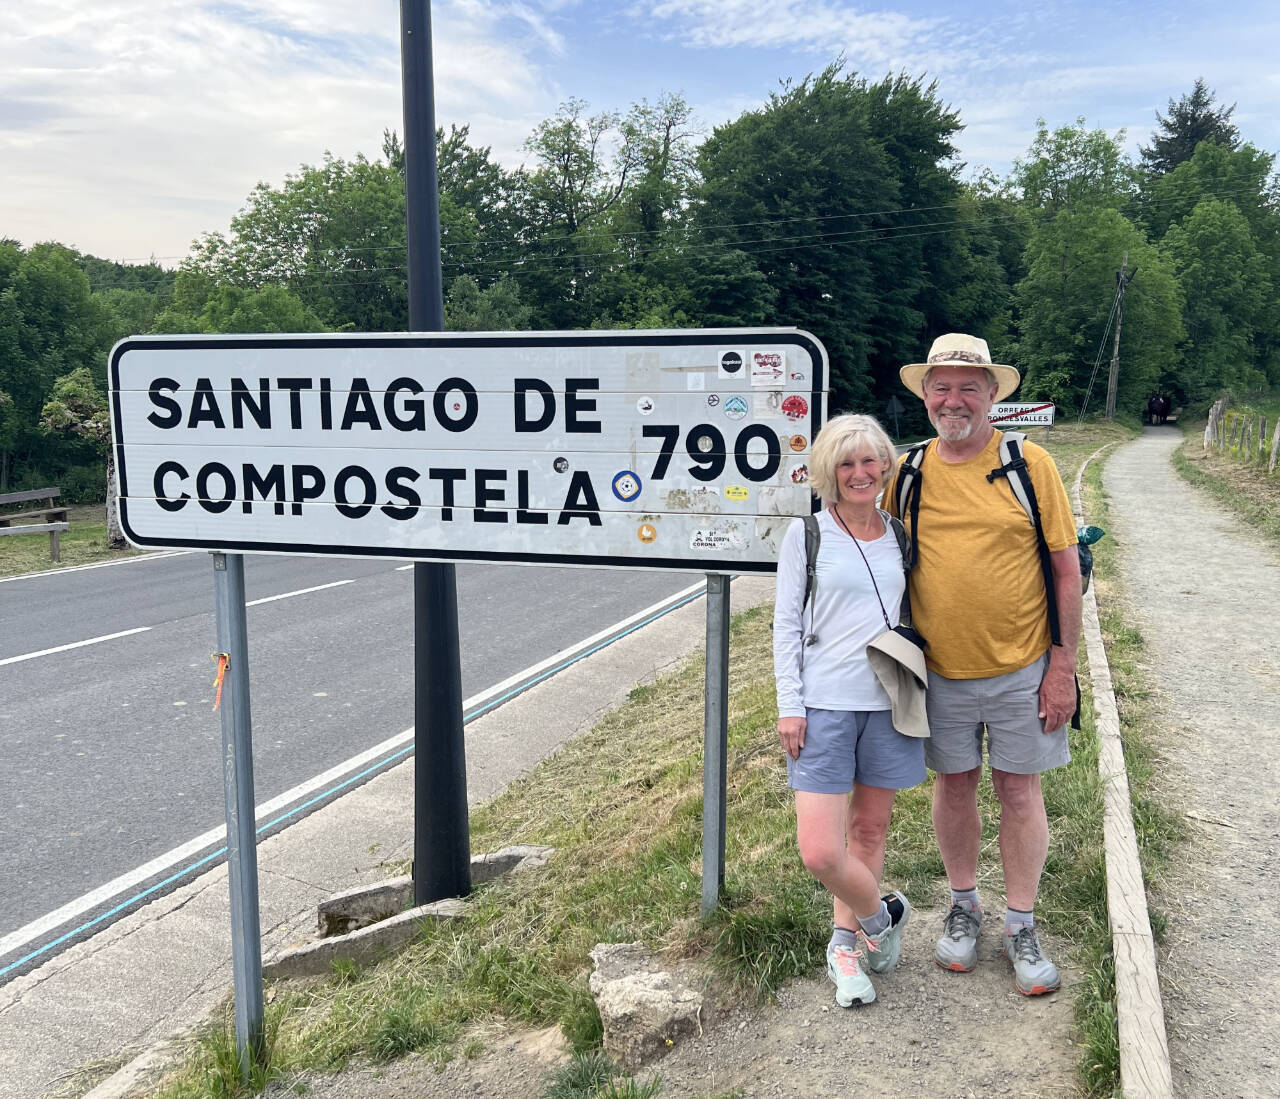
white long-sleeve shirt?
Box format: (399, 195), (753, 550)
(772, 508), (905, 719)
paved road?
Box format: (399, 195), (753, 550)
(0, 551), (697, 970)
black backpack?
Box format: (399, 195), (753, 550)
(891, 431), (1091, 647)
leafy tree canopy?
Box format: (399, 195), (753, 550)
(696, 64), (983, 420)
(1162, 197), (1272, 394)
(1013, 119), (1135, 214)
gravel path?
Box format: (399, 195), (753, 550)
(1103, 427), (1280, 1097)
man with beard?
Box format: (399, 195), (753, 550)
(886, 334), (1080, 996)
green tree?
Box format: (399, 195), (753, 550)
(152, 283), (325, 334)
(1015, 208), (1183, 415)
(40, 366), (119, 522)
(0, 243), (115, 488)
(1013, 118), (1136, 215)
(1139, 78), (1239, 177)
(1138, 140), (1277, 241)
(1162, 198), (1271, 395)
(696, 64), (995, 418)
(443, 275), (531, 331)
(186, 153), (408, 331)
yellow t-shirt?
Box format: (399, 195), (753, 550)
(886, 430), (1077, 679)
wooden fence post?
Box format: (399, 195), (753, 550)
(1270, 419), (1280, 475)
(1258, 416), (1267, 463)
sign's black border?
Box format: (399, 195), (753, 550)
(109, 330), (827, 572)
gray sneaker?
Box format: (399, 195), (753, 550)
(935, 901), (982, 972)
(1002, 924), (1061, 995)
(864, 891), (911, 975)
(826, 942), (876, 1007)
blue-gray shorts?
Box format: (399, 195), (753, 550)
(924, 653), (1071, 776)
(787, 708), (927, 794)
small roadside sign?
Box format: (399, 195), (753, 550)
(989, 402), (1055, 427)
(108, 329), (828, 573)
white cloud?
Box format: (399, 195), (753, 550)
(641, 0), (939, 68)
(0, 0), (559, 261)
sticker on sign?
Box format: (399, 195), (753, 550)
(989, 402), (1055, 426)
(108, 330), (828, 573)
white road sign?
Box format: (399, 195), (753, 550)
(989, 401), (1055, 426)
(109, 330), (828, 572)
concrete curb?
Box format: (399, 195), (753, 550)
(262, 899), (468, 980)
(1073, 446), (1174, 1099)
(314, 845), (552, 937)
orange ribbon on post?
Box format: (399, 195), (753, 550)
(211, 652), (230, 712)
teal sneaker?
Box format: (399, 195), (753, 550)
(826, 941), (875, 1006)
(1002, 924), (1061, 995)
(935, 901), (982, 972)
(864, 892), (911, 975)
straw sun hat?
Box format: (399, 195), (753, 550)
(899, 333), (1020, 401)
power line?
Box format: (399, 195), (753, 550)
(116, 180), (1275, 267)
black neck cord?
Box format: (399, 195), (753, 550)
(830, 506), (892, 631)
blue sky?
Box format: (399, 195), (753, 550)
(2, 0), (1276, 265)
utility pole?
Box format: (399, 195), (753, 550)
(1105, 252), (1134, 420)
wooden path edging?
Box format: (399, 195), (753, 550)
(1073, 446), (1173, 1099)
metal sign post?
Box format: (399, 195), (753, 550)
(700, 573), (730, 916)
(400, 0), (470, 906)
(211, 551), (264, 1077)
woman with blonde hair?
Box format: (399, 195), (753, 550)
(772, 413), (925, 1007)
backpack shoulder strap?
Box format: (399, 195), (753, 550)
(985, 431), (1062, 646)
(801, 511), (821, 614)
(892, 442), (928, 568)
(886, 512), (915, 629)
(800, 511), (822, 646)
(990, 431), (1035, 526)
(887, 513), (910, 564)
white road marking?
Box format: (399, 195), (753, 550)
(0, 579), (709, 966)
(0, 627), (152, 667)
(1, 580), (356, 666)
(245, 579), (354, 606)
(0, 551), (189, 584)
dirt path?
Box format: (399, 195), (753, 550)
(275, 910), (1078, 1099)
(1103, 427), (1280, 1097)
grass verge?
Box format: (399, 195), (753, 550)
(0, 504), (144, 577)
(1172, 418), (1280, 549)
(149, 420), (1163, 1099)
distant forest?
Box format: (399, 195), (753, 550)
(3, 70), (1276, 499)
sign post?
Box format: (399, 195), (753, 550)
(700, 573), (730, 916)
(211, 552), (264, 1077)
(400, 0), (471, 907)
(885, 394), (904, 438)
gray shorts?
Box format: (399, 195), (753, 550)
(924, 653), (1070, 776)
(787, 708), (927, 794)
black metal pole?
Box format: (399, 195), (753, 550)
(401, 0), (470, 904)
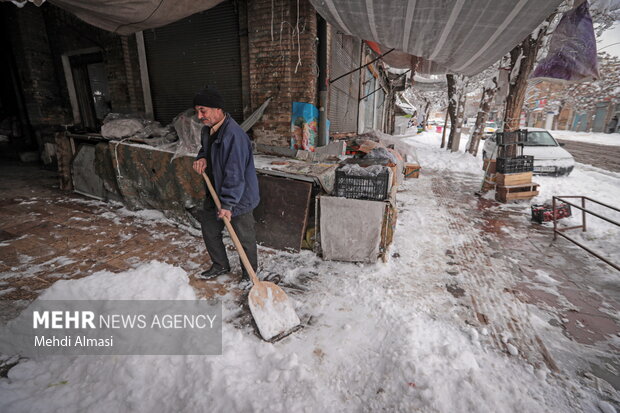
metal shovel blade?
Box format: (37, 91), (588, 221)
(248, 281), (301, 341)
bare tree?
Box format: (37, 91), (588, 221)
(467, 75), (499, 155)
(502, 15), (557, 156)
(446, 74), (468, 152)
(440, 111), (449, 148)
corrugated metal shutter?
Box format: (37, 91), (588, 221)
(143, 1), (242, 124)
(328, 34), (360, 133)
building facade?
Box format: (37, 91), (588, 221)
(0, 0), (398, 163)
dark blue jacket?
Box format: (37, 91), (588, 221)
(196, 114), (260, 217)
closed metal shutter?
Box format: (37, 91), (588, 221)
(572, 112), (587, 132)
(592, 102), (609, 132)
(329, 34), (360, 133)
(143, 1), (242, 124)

******

* [Task to complete]: Transcribe each entry precisely as given, leaving the pictures out.

* [Answer space]:
white long-sleeve shirt?
Box format: (399, 195), (753, 550)
(772, 508), (905, 719)
paved road?
Box format: (399, 195), (753, 550)
(0, 551), (697, 970)
black backpack?
Box format: (399, 195), (753, 550)
(891, 431), (1091, 647)
leafy tree canopy?
Box format: (399, 195), (753, 550)
(696, 64), (983, 420)
(1162, 197), (1272, 394)
(1013, 119), (1135, 214)
gravel path?
Box format: (399, 195), (753, 550)
(1103, 427), (1280, 1097)
man with beard?
Box format: (399, 195), (753, 550)
(886, 334), (1080, 996)
green tree?
Box format: (399, 195), (753, 550)
(152, 283), (325, 334)
(1015, 208), (1183, 415)
(40, 366), (119, 522)
(0, 243), (115, 488)
(1013, 118), (1136, 215)
(1139, 78), (1239, 177)
(1138, 140), (1277, 241)
(1162, 198), (1271, 395)
(696, 64), (995, 418)
(443, 275), (531, 331)
(186, 153), (408, 331)
yellow t-shirt?
Box format: (399, 195), (753, 550)
(886, 430), (1077, 679)
wooden fence post?
Box format: (399, 195), (753, 550)
(1270, 419), (1280, 475)
(1258, 416), (1267, 463)
sign's black border?
Box format: (399, 195), (753, 550)
(109, 330), (827, 572)
gray sneaker?
Box format: (399, 195), (753, 550)
(935, 901), (982, 972)
(1002, 924), (1061, 995)
(864, 891), (911, 975)
(826, 942), (876, 1007)
blue-gray shorts?
Box format: (399, 195), (753, 550)
(924, 653), (1071, 776)
(787, 708), (927, 794)
small roadside sign?
Box format: (399, 195), (753, 550)
(989, 402), (1055, 427)
(108, 329), (828, 573)
white cloud?
Box format: (399, 195), (753, 550)
(641, 0), (939, 68)
(0, 0), (559, 261)
sticker on sign?
Box format: (399, 195), (753, 550)
(989, 402), (1055, 426)
(108, 330), (828, 573)
white road sign?
Box format: (399, 195), (753, 550)
(989, 401), (1055, 426)
(109, 330), (828, 572)
concrete curb?
Box format: (399, 195), (753, 550)
(262, 899), (468, 980)
(1073, 446), (1174, 1099)
(314, 845), (552, 937)
orange ribbon on post?
Box format: (399, 195), (753, 550)
(211, 652), (230, 712)
teal sneaker?
Box format: (399, 195), (753, 550)
(826, 941), (875, 1006)
(1002, 924), (1061, 995)
(935, 901), (982, 972)
(864, 892), (911, 975)
straw sun hat?
Box format: (399, 195), (753, 550)
(899, 333), (1020, 401)
power line?
Box format: (399, 195), (753, 550)
(116, 180), (1275, 267)
black neck cord?
Box format: (399, 195), (753, 550)
(830, 506), (892, 631)
blue sky?
Box format: (399, 195), (753, 550)
(2, 0), (1276, 265)
utility pole?
Box format: (399, 195), (753, 550)
(1105, 252), (1134, 420)
wooden path edging?
Box format: (399, 195), (753, 550)
(1073, 446), (1173, 1099)
metal sign post?
Box format: (399, 195), (753, 550)
(700, 573), (730, 916)
(400, 0), (470, 906)
(211, 551), (264, 1077)
woman with blonde hair?
Box format: (399, 195), (753, 550)
(772, 413), (925, 1007)
backpack shoulder strap?
Box format: (399, 195), (753, 550)
(985, 431), (1062, 646)
(801, 511), (821, 614)
(892, 442), (928, 568)
(886, 512), (915, 629)
(800, 511), (822, 646)
(990, 431), (1035, 526)
(887, 513), (910, 564)
white road marking?
Box format: (399, 195), (753, 550)
(0, 579), (709, 966)
(0, 627), (152, 667)
(1, 580), (356, 666)
(245, 579), (354, 606)
(0, 551), (189, 584)
dirt path?
Box format: (399, 195), (753, 550)
(275, 910), (1078, 1099)
(1103, 427), (1280, 1097)
grass verge?
Box format: (399, 195), (753, 550)
(0, 504), (144, 577)
(1172, 418), (1280, 549)
(149, 420), (1163, 1099)
distant forest?
Box format: (399, 195), (753, 550)
(3, 70), (1276, 499)
sign post?
Box format: (399, 195), (753, 550)
(700, 573), (730, 916)
(211, 552), (264, 1077)
(400, 0), (471, 907)
(885, 394), (904, 438)
gray shorts?
Box format: (399, 195), (753, 550)
(924, 653), (1070, 776)
(787, 708), (927, 794)
black metal pole?
Box format: (399, 195), (753, 550)
(401, 0), (470, 904)
metal shovel blade?
Box format: (37, 91), (588, 221)
(248, 281), (301, 341)
bare tree?
Box format: (37, 91), (588, 221)
(467, 75), (499, 155)
(502, 15), (557, 156)
(446, 74), (468, 152)
(440, 111), (449, 148)
corrugated metal shutter?
Box format: (37, 91), (588, 221)
(143, 1), (242, 124)
(328, 34), (360, 133)
building facade?
Box format: (37, 91), (588, 221)
(0, 0), (398, 163)
dark blue jacket?
Box format: (37, 91), (588, 221)
(196, 114), (260, 217)
closed metal shutter?
Box format: (37, 91), (588, 221)
(572, 112), (587, 132)
(592, 102), (609, 132)
(329, 34), (360, 133)
(143, 1), (242, 124)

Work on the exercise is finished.